**EXERCISE OBJECTIVE**
Reproduce the stretch of the Invader Zim comic passage below from "On February 11, 2020, it" through "Zim comic series.".

**EXCERPTED PASSAGE**
◇ ◇ ◇ ◇ ◇

Invader Zim is an American comic book series created by Jhonen Vasquez and published by Oni Press. It serves as an continuation to the animated television series of the same name that originally aired on Nickelodeon.

In February 2015, Oni Press announced that a comic book series based on the show, in collaboration with Jhonen Vasquez and Nickelodeon, was being released as the continuation of the series. Vasquez said about the show: "I'm always confused when people say how much they miss Invader Zim because the show never stopped running in my head, and then I remember everyone else isn't in my head". A pre-issue #0 was released on May 23, 2015 as a zine and foreshadow to the comic book series. The first issue was released on July 8, 2015, launching a monthly run that continued until issue #50.

On February 11, 2020, it was announced that the monthly Invader Zim comic would end with issue #50, released in March 2020, and a new comic series titled Invader Zim Quarterly would begin April 2020, releasing on a quarterly schedule. However, due to comic publishers halting the release of new issues during the COVID-19 pandemic, this was postponed until June 2020. In April 2021, it was announced that the comic series would end with a special one-shot releasing in August 2021.

Additionally, in July 2020, Oni Press launched a new "Best of..." trade paperback collections, which collect a selection of stories from Oni Press's monthly Invader Zim comic series.

◇ ◇ ◇ ◇ ◇

**Dataset entries**
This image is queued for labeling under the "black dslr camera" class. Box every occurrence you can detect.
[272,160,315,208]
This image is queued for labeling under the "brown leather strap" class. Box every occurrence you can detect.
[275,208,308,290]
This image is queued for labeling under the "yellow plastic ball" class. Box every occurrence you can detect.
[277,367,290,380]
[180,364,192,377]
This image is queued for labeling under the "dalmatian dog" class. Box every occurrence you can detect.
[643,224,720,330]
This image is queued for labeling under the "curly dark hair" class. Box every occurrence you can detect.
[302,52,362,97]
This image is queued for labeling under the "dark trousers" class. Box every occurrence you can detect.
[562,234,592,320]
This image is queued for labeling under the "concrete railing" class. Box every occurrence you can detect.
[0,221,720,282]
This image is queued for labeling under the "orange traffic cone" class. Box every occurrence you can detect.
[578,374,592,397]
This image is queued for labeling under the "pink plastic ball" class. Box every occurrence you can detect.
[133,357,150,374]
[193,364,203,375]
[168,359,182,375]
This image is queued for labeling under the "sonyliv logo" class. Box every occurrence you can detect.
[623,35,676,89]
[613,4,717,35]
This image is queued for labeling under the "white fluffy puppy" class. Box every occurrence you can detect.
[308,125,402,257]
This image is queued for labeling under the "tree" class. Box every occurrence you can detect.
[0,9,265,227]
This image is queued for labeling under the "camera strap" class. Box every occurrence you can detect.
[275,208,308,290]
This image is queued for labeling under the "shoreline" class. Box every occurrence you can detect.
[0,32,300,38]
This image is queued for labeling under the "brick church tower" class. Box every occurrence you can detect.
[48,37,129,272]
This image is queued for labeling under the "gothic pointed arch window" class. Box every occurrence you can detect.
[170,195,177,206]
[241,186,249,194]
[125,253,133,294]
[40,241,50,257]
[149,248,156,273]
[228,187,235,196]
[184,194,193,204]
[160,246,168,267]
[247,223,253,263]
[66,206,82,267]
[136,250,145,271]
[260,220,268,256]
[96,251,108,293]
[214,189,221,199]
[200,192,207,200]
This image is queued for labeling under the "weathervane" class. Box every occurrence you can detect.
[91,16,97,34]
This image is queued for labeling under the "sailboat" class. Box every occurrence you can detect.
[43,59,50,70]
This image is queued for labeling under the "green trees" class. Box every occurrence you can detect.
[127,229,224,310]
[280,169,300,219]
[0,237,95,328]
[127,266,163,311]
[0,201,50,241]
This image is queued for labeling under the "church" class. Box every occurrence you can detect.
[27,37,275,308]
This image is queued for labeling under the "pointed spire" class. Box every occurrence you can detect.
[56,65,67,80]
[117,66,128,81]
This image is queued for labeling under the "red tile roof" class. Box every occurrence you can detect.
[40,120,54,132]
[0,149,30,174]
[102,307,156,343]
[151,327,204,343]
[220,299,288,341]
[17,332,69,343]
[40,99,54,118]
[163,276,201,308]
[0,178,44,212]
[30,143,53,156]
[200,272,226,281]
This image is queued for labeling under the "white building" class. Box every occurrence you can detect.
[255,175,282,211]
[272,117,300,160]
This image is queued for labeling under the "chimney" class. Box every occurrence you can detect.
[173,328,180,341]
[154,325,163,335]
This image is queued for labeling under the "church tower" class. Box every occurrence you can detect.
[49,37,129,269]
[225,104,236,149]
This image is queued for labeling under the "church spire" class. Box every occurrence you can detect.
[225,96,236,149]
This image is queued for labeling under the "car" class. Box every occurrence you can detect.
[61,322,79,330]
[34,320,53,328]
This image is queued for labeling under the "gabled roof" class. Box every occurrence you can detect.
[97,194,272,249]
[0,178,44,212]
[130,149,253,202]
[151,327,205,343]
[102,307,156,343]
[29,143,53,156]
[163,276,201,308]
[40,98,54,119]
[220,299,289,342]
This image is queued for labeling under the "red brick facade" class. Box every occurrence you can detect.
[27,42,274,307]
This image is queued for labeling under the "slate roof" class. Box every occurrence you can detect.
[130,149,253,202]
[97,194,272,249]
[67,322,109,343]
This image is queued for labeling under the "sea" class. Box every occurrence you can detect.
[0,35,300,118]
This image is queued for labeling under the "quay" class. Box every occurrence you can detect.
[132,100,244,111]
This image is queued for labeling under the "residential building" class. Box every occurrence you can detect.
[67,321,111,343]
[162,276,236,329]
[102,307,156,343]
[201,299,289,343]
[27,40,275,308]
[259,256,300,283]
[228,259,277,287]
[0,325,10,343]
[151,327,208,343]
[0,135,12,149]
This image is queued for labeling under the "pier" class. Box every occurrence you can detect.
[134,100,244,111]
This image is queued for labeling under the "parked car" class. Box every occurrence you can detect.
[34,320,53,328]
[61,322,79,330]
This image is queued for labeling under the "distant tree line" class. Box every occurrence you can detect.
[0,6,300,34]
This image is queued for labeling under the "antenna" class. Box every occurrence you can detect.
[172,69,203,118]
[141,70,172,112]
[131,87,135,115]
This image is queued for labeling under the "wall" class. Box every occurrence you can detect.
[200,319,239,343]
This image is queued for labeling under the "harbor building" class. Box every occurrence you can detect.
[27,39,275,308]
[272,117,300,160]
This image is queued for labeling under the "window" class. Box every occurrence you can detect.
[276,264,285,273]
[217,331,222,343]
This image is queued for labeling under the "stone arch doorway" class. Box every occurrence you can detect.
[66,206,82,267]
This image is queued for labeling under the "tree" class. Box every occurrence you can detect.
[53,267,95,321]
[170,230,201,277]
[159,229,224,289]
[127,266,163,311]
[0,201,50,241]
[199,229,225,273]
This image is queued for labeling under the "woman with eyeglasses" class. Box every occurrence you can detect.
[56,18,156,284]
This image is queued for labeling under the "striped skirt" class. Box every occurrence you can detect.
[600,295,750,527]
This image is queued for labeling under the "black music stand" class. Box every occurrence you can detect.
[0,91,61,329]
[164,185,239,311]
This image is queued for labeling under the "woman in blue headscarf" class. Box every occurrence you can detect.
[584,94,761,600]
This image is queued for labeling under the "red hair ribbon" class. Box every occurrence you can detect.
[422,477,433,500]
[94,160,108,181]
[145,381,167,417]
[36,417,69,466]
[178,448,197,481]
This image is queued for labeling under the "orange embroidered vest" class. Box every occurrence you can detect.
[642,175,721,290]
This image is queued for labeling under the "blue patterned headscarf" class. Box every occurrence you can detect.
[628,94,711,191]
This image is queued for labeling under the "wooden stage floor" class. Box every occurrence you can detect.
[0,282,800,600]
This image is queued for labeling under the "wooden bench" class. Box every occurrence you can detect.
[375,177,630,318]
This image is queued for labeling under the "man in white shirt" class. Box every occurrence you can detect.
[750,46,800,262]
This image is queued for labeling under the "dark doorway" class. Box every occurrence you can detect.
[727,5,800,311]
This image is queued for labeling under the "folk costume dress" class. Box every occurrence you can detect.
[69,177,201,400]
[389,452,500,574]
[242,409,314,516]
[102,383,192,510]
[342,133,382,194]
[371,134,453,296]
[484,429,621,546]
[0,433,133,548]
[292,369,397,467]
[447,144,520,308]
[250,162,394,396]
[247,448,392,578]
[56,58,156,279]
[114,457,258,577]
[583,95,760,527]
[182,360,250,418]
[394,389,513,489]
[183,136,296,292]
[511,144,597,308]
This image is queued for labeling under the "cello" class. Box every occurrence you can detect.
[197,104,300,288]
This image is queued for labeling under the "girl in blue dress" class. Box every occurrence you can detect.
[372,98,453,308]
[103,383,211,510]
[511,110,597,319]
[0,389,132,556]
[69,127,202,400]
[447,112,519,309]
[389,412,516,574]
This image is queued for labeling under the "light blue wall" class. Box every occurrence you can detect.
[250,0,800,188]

◇ ◇ ◇ ◇ ◇

**WRITTEN SOLUTION**
On February 11, 2020, it was announced that the monthly Invader Zim comic would end with issue #50, released in March 2020, and a new comic series titled Invader Zim Quarterly would begin April 2020, releasing on a quarterly schedule. However, due to comic publishers halting the release of new issues during the COVID-19 pandemic, this was postponed until June 2020. In April 2021, it was announced that the comic series would end with a special one-shot releasing in August 2021.

Additionally, in July 2020, Oni Press launched a new "Best of..." trade paperback collections, which collect a selection of stories from Oni Press's monthly Invader Zim comic series.